#### [THINGS TO DO]
[1] Reproduce the passage of the article on deportation starting at "March 04, 2003" and ending at "the former INS.".
[2] In the article on deportation, which team did Orlando "El Duque" Hernandez pitch for in the World Series?

#### [ARTICLE]
## begin

March 04, 2003
Deporting Some Of The Aliens Some Of The Time
By
Juan Mann
Let’s state the obvious—the federal government isn’t
good at deporting illegal aliens and criminal alien
residents.
But it’s very good at deporting certain aliens. Thus
the young Cuban refugee
Elian Gonzalez managed to survive shark-infested
waters alone on the way to Florida. But he was no match
for the full weight of the Department of Justice,
then-Attorney General Janet Reno and the former INS.
Little Elian was sent back in Cuba in no time.
His fellow countryman Orlando
“El Duque” Hernandez also arrived by sea. But he
went on to pitch for the Yankees in the World Series.
Recently, the INS made short work of deporting the
extremely politically-incorrect Ernst Zündel, a German
citizen who
calls himself a Holocaust Revisionist and whom his
enemies call a
Holocaust-denier. Zündel is married to a U.S. citizen and had applied for legal permanent residence.

## end

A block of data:
## begin

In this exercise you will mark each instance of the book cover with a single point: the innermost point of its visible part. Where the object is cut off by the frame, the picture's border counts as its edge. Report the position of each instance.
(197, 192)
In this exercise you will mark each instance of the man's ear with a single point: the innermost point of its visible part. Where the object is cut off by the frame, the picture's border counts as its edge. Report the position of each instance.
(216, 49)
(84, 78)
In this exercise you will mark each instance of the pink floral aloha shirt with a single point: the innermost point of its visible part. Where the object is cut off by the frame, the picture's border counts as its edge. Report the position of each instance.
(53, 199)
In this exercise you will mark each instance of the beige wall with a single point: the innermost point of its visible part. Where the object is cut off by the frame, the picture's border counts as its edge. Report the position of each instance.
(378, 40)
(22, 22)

## end

#### [EXERCISE RESPONSES]
[1]
March 04, 2003
Deporting Some Of The Aliens Some Of The Time
By
Juan Mann
Let’s state the obvious—the federal government isn’t
good at deporting illegal aliens and criminal alien
residents.
But it’s very good at deporting certain aliens. Thus
the young Cuban refugee
Elian Gonzalez managed to survive shark-infested
waters alone on the way to Florida. But he was no match
for the full weight of the Department of Justice,
then-Attorney General Janet Reno and the former INS.

[2] The Yankees